Une beauté d’hier parfois romancée qui fascine

Nos villes d’hier sont-elles plus belles que celles d’aujourd’hui ? Il est fort probable que le charme de la Cité de Carcassonne, du centre-ville d’Avignon ou même de l’atmosphère du village sur le Mont-Saint-Michel vous touche davantage que le quartier de Pudong à Shanghai ou que les avenues de Manhattan. Mais peut-on réellement comparer deux modèles urbains aux temporalités et matérialités si différentes ?


Mont Saint-Michel – Source Unsplash

Encore ne faut-il pas oublier que la beauté du passé s’est souvent construite sur des siècles. D’abord, les temps de construction étaient d’une durée sans pareil avec les chantiers d’aujourd’hui où nos gratte-ciel grimpent vers les voûtes célestes en seulement quelques années. Ensuite, pour bon nombre de monuments historiques, l’embellissement a été progressif, s’ajustant au fil des siècles avec des ajouts successifs.

Notre Dame de Paris ne déroge pas à la règle. Sa lente construction de 107 ans, d’où l’expression populaire, fait cohabiter différents styles du gothique primitif au gothique rayonnant. C’est le cas de beaucoup d’églises et cathédrales qui se sont adaptées pour intégrer les techniques développées le temps de leur construction. De plus, au 19ème siècle, la cathédrale délabrée est restaurée sous la direction de l’architecte Viollet-le-Duc qui prend la liberté d’y ajouter la très célèbre flèche, aujourd’hui effondrée et qui déchaîne déjà les passions après l’annonce d’un concours architectural pour la reconstruire. Il y ajoute également d’autres éléments, notamment une statue portant son visage, ainsi que quelques motifs anachroniques.

+++++

• [TÂCHES]:
a – Reproduisez à l'identique le passage de l'extrait sur la beauté des villes d'hier, depuis "Encore ne faut-il" jusqu'à "des ajouts successifs." inclus.
b – Relevez chaque ligne des données contenant la chaîne "blue", en tenant compte de la casse.

Données d'étiquetage de régions:

+++++

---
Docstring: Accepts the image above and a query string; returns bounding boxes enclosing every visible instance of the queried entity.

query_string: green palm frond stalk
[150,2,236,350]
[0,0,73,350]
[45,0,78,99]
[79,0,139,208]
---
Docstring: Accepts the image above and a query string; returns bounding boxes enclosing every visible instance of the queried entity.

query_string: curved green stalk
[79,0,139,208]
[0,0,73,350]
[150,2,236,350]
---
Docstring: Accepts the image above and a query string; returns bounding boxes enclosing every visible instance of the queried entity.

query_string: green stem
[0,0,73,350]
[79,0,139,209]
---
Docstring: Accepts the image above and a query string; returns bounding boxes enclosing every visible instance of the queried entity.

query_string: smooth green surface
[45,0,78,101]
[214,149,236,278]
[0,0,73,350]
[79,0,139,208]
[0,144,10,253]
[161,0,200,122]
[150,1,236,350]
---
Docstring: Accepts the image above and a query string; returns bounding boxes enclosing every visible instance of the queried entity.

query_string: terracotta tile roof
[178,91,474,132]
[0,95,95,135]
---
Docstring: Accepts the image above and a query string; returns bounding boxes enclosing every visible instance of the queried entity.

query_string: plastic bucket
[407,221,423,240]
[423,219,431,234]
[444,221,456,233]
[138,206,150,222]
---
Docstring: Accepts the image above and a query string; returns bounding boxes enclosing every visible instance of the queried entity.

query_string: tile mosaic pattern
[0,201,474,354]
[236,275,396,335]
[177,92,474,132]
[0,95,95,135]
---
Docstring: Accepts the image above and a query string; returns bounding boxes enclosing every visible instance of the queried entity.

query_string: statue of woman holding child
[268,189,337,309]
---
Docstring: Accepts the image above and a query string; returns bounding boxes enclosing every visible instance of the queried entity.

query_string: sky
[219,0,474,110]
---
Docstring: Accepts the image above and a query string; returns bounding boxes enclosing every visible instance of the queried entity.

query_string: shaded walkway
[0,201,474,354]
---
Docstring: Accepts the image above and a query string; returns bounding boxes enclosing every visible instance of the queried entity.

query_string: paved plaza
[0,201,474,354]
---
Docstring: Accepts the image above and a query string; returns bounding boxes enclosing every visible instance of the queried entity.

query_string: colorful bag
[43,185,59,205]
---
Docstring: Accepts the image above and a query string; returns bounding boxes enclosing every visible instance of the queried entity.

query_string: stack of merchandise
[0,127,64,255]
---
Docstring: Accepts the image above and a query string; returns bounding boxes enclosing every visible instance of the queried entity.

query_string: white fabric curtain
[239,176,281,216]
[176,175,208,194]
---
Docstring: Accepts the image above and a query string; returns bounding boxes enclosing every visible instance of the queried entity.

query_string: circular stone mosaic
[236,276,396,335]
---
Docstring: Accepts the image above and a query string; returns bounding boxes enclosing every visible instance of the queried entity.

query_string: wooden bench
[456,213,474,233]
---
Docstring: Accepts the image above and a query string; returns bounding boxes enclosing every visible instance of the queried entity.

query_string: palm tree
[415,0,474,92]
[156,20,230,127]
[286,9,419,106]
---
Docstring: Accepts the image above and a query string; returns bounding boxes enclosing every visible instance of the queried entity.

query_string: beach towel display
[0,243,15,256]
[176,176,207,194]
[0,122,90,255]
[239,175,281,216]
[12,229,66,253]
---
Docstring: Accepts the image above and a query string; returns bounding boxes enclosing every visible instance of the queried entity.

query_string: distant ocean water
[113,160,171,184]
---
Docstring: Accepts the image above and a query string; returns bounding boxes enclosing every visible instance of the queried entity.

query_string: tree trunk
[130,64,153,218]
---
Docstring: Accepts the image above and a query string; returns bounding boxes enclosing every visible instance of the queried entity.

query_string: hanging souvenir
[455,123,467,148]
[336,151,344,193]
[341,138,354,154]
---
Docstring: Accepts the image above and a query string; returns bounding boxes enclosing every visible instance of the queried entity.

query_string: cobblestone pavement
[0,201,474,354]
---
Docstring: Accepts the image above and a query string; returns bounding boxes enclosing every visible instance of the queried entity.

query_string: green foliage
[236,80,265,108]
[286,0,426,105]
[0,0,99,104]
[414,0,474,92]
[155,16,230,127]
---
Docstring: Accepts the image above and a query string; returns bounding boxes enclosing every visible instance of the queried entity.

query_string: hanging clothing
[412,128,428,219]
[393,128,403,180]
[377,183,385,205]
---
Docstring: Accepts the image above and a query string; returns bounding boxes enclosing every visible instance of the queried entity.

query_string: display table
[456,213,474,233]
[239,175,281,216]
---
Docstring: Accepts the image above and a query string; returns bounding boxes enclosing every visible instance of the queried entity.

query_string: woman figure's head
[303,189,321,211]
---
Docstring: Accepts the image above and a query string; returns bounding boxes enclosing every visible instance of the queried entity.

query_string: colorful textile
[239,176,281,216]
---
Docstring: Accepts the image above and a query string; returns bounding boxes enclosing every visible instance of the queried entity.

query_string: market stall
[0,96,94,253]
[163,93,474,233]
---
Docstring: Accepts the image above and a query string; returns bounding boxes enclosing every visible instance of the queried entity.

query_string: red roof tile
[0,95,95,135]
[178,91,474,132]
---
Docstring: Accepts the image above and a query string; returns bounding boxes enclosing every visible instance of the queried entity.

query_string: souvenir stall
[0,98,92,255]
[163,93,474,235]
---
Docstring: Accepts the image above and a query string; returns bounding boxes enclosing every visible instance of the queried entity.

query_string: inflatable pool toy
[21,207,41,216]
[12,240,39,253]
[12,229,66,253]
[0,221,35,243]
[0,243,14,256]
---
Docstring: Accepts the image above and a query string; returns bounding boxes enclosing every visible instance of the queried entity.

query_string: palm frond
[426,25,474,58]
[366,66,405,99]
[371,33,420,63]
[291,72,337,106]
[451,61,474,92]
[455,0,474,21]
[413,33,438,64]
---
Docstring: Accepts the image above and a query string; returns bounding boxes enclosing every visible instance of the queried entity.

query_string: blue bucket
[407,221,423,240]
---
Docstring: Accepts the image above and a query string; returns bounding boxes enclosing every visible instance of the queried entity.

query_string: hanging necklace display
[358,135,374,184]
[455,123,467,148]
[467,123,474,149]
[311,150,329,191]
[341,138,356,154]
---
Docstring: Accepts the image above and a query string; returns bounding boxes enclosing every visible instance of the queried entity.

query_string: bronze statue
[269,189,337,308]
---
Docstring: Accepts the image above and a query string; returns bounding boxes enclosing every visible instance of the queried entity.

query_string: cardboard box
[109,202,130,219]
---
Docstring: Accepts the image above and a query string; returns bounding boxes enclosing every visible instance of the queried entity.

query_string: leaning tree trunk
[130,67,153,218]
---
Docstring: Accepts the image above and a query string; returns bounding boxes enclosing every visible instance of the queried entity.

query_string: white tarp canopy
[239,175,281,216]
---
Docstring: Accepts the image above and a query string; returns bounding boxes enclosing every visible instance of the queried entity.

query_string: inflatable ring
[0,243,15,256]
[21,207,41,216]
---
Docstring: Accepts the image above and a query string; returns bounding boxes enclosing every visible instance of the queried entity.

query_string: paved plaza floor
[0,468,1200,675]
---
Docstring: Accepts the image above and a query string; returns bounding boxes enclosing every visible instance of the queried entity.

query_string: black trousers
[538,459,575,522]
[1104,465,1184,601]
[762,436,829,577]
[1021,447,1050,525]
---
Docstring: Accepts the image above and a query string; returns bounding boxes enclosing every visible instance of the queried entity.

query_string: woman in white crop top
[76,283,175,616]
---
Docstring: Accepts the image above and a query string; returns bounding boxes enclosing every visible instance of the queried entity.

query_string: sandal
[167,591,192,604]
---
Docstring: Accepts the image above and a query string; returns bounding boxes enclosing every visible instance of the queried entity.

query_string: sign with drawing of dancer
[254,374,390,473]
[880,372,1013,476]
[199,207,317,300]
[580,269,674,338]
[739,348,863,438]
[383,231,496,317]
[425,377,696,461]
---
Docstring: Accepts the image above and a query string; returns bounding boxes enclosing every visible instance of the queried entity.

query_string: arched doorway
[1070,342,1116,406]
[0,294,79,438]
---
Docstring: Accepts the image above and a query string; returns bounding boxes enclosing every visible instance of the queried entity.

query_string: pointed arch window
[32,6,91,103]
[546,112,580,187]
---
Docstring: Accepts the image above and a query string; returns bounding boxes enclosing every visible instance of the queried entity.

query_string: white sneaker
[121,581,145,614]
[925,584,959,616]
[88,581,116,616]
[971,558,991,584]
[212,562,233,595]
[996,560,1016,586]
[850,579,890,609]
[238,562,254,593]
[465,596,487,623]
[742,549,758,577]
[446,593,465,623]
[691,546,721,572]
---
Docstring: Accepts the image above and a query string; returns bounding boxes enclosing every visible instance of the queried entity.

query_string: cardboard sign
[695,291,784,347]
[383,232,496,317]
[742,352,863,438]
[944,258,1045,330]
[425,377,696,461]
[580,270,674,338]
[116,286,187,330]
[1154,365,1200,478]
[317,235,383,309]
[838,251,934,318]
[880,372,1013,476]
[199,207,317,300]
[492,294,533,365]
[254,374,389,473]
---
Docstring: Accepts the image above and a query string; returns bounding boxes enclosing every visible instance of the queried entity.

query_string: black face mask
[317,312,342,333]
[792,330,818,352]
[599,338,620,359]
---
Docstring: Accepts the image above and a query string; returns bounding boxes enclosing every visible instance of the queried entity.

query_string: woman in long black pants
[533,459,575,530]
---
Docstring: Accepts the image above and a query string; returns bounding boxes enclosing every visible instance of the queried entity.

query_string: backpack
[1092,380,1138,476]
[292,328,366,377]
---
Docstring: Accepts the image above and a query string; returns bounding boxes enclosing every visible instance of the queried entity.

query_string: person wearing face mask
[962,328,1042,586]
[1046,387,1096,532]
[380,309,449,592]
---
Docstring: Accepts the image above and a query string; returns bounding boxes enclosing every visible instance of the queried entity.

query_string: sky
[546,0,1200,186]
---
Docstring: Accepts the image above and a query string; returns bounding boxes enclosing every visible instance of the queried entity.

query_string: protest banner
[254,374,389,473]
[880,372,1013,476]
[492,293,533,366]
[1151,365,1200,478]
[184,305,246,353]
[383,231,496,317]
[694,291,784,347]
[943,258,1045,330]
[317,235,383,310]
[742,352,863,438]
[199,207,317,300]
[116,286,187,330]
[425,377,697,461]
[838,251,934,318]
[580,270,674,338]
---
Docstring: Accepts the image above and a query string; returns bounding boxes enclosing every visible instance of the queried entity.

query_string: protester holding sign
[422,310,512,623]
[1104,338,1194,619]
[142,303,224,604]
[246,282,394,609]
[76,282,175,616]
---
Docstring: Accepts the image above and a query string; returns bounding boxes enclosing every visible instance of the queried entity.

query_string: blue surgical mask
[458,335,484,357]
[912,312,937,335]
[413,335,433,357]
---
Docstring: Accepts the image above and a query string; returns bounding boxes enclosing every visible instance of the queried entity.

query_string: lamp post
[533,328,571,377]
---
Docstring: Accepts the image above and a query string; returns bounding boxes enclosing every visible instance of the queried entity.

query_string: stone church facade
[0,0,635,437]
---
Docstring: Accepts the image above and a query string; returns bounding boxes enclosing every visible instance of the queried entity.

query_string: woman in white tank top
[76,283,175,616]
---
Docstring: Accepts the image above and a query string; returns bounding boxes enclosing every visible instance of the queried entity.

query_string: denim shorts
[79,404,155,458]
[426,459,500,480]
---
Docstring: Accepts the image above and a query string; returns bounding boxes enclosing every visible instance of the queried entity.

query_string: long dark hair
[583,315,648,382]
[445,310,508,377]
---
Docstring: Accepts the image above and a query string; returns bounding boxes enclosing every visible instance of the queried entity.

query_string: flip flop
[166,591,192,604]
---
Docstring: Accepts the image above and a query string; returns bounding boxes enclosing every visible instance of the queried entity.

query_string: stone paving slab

+++++

• [RÉPONSES PAR TÂCHE]:
a –
Encore ne faut-il pas oublier que la beauté du passé s’est souvent construite sur des siècles. D’abord, les temps de construction étaient d’une durée sans pareil avec les chantiers d’aujourd’hui où nos gratte-ciel grimpent vers les voûtes célestes en seulement quelques années. Ensuite, pour bon nombre de monuments historiques, l’embellissement a été progressif, s’ajustant au fil des siècles avec des ajouts successifs.

b –
query_string: blue bucket
query_string: blue surgical mask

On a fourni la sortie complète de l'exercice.